Exercise aim: The answer should be every line below, retyped exactly.

Material provided:
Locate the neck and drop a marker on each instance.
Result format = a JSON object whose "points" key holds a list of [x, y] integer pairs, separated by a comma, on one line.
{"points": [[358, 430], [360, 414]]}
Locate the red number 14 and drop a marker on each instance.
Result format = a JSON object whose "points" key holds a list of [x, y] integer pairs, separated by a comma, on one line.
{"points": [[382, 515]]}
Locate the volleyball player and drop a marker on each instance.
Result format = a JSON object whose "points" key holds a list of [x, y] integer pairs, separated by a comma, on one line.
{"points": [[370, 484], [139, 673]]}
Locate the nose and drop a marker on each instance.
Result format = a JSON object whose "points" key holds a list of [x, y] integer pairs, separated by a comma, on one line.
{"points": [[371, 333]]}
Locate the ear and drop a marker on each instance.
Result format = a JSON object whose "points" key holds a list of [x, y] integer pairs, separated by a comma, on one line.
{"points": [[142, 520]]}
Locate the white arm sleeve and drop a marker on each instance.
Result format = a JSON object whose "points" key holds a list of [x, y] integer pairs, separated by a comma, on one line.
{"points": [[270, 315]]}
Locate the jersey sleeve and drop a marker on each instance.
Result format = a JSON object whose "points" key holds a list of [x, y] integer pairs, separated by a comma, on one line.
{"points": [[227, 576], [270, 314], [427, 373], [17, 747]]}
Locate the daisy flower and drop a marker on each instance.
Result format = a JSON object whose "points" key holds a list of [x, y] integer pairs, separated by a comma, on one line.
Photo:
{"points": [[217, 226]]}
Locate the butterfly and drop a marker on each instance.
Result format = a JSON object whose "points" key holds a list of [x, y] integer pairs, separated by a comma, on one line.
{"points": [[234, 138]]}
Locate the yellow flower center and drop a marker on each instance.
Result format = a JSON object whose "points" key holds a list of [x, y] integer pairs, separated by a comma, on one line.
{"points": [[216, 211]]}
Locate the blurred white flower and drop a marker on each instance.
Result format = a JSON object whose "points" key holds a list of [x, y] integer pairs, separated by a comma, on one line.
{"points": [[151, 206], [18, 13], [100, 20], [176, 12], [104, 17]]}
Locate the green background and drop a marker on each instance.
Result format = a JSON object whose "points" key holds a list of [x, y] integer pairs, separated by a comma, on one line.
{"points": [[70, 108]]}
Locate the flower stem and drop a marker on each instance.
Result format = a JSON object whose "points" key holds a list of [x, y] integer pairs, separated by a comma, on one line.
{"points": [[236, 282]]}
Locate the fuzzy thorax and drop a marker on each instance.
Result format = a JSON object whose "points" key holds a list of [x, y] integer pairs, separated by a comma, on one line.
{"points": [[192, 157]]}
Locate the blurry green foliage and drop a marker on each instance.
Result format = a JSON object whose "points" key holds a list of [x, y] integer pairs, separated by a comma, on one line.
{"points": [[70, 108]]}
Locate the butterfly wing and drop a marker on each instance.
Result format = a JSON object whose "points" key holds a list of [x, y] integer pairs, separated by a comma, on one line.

Response to the exercise:
Locate the neck and drop a marker on each instance.
Result format = a JSON object whose "points" key holds a list of [x, y] integer pairs, separated by a comma, on one line.
{"points": [[358, 430], [360, 414]]}
Locate the red number 14 and drop a marker on each instance.
Result format = a JSON object whose "points" key holds a list of [x, y] integer pairs, separated by a comma, on one line.
{"points": [[382, 515]]}
Locate the volleyball player and drop a marker on each instance.
Result format = a JSON object whose "points" key holds a list of [x, y] integer pairs, separated by a comma, on one line.
{"points": [[370, 484], [139, 673]]}
Locate the nose and drop a marker on each instance.
Result format = a JSON object whose "points" key holds a list of [x, y] integer pairs, separated by a comma, on one line.
{"points": [[371, 333]]}
Locate the ear and drop a marker on each instance.
Result format = a JSON object whose "points" key holds a list of [x, y] integer pairs, separated by a comma, on one line.
{"points": [[142, 520]]}
Locate the white arm sleeve and drop a marker on each instance.
Result format = a JSON object whose "points" key holds a list of [x, y] integer pairs, separated by a comma, on one line.
{"points": [[270, 315]]}
Locate the jersey sleeve and drop a marker on each instance.
Result format = a JSON object whose "points" key holds a list of [x, y] integer pairs, separated by a comma, on one line.
{"points": [[227, 576], [270, 314], [427, 373], [17, 747]]}
Locate the daisy flower and drop a marker on each instance.
Result format = a JSON object whose "points" key holds a list of [x, y] integer pairs, separated by a comma, on one line.
Photo:
{"points": [[217, 226]]}
Locate the butterfly and drop a marker on each instance.
Result format = a JSON object whose "points" key holds a list of [x, y] integer pairs, separated by a comma, on one line.
{"points": [[234, 138]]}
Locate the yellow flower center and drop a marker on each instance.
Result format = a JSON object whose "points" key holds a list of [x, y] integer pairs, separated by a comma, on one line.
{"points": [[216, 211]]}
Locate the blurred white flower and drop a marker on each instance.
Result format = a JSON object whose "points" key holds a list of [x, y] integer pairs, separated by a comma, on one line.
{"points": [[151, 206], [18, 13], [100, 20], [176, 12], [104, 17]]}
Locate the green background and drop a marker on each instance.
Result format = a JSON object whose "points" key holds a list of [x, y] integer pairs, separated by a comma, on one line.
{"points": [[70, 108]]}
Locate the flower stem and drop a marker on each instance.
Result format = a JSON object whose "points" key holds a list of [x, y] integer pairs, separated by a comma, on one line.
{"points": [[236, 282]]}
Locate the fuzzy thorax and drop a marker on each instance.
Result format = a JSON object whose "points" key holds a list of [x, y] integer pairs, separated by a comma, on one line.
{"points": [[192, 157]]}
Locate the blurry green foliage and drop a marker on each instance.
Result format = a JSON object whose "points" key holds a list of [x, y] integer pairs, separated by a comma, on one line.
{"points": [[70, 108]]}
Locate the butterfly wing and drop a marker on each instance.
Result format = a JSON object whose "points" key holds a list of [x, y] integer pairs, separated by a comma, on one line.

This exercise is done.